# What you should do:
Return all entries word for word, but drop any images.

# Data supplied:
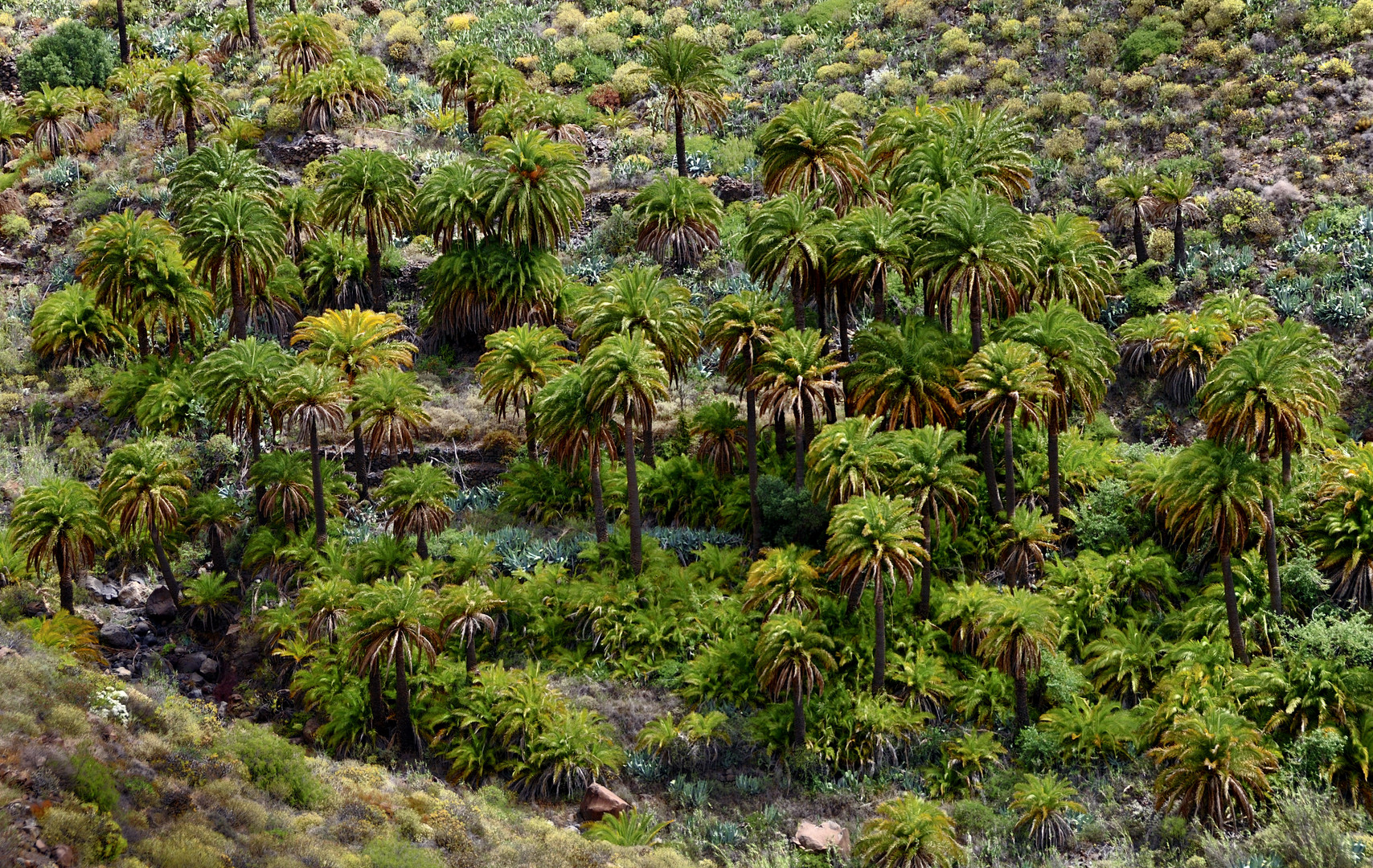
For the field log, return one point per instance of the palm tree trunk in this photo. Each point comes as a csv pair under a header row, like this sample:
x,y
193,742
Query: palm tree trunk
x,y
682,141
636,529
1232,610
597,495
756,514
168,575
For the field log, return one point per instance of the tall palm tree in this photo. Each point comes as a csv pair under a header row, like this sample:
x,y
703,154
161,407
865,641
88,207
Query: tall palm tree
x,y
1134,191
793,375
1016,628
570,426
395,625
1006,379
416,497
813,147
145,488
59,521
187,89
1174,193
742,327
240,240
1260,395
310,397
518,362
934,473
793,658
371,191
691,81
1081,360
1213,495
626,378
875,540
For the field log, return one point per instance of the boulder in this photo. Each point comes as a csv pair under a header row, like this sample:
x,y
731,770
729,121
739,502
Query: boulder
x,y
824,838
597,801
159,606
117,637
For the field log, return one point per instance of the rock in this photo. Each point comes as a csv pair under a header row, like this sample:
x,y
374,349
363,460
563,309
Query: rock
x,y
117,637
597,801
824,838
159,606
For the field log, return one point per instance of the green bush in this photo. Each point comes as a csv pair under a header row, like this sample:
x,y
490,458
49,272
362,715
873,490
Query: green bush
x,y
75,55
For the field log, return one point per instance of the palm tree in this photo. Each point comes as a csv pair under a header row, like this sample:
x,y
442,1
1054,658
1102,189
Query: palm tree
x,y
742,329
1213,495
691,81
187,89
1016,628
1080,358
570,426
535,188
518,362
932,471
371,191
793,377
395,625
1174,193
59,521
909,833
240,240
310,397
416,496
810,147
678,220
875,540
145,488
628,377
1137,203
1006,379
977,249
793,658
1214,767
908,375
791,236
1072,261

# Reply to the task:
For the field log, return one point per instance of the palm tree trunk in this photo. Each point comes as a csv pair under a header row, like this sample:
x,y
193,742
Query: palm tree trunk
x,y
682,141
636,529
1232,610
597,495
756,514
168,575
For the field log, return one point per instance of the tall palm tree in this photo. Each point comes as a csv pair under a header row, like this sample:
x,y
703,154
161,407
865,641
88,207
Query: tall palm tree
x,y
1134,191
793,375
1016,628
570,426
395,625
1006,379
416,497
813,147
145,488
59,521
187,89
1174,193
742,327
240,240
1260,395
310,397
518,362
934,473
793,658
371,191
691,81
1081,360
1213,495
626,378
875,540
For the field log, return one point per instance of the boulder in this photo. Each point comes as a csv pair under a header row, like this sample:
x,y
731,770
729,121
739,502
Query: boulder
x,y
824,838
597,801
159,606
117,637
For the field log, return one point per instance of the rock in this photo. Each point comes as a csv pair under a header row, like this sample:
x,y
374,349
363,460
563,309
Query: rock
x,y
117,637
597,801
824,838
159,606
For the field log, return one point per instance of the green bush in this photo. Each point comes as a csv pair under a header row, like this sample:
x,y
490,458
49,272
362,715
873,490
Query: green bush
x,y
75,55
For the field log, return one point per instance of the palm tree in this photo. Each point comes as a csv pair under a header row, like this sample:
x,y
442,1
1054,658
1102,189
Query: palm tree
x,y
742,329
1213,495
691,81
187,89
1016,628
1080,358
570,426
535,188
518,362
932,471
371,191
793,377
395,625
1174,193
59,521
909,833
240,240
310,397
416,496
810,147
678,220
875,540
145,488
628,377
1137,203
1006,379
977,249
793,658
1214,767
908,375
791,236
1072,261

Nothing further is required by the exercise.